Start of Block
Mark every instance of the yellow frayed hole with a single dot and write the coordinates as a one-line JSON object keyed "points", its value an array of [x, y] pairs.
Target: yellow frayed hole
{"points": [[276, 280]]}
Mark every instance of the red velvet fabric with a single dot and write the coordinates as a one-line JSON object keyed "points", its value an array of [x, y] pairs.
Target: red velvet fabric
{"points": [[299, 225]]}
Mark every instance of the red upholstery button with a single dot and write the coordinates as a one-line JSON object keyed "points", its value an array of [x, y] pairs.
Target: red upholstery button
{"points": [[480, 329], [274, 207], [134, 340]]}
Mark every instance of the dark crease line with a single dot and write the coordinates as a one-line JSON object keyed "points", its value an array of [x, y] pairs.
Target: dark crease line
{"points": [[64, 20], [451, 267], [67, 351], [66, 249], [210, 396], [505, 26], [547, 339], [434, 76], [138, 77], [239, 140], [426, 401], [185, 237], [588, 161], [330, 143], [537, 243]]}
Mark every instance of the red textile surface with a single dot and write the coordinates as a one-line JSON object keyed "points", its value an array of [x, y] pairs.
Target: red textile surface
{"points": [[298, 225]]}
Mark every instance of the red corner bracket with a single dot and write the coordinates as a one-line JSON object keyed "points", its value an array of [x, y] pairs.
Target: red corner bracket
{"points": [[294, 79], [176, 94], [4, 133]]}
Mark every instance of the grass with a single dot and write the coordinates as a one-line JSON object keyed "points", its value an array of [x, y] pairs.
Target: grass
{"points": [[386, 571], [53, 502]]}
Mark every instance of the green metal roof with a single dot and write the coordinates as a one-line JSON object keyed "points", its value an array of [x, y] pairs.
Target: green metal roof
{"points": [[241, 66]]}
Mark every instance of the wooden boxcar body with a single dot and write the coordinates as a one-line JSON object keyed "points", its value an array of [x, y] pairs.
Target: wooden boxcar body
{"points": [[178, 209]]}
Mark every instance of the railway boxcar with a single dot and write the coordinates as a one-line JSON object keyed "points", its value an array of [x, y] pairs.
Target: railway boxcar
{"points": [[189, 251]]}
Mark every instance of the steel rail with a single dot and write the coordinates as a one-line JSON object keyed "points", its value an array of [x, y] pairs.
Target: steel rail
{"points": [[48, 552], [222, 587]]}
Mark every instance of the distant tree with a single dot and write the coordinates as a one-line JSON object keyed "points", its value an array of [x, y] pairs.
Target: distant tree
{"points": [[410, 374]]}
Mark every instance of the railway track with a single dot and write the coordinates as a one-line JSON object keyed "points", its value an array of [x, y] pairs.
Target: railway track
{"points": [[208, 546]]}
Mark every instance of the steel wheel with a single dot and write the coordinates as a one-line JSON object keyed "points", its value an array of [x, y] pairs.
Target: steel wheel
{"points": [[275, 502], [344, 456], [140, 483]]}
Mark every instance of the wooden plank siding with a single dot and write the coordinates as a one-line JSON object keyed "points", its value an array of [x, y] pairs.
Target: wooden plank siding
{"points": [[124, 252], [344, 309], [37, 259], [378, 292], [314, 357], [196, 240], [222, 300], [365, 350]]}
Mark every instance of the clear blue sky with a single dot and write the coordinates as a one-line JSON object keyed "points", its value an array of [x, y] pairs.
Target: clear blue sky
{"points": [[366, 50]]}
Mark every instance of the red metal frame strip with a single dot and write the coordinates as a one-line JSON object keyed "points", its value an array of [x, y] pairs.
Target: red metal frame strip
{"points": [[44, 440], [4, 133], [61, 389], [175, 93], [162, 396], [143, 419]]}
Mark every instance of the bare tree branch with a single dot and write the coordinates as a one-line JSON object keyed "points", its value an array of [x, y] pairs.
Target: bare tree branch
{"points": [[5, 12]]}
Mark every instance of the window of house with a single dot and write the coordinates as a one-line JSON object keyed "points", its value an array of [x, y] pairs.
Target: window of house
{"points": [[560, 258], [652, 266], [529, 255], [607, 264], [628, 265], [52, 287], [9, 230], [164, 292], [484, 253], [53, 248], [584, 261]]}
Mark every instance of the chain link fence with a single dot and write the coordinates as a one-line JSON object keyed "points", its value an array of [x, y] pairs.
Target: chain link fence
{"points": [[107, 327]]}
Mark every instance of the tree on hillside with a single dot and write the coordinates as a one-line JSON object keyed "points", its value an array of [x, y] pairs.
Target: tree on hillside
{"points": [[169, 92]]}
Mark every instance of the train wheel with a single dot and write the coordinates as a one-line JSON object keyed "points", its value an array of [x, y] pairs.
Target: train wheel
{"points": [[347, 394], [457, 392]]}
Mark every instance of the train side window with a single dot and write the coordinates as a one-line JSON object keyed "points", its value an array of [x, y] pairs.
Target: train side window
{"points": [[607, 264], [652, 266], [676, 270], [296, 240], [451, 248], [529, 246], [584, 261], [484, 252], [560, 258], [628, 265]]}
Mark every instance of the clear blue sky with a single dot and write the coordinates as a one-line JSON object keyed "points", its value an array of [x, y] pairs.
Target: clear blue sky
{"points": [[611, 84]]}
End of Block
Give again, exactly and with nothing added, the lines running from the one that contains "Mark every instance of the train side" to the last line of the material.

Mark every instance of the train side window with a single dot and write the coordinates as a one-line JSON object keyed "points", its value an array of [x, y] pairs.
Target: train side window
{"points": [[607, 264], [652, 266], [676, 270], [296, 240], [451, 248], [529, 246], [584, 261], [484, 252], [560, 258], [628, 265]]}
Mark every instance of the clear blue sky with a single dot and write the coordinates as a one-line JSON object keyed "points", its value an array of [x, y] pairs.
Target: clear blue sky
{"points": [[611, 84]]}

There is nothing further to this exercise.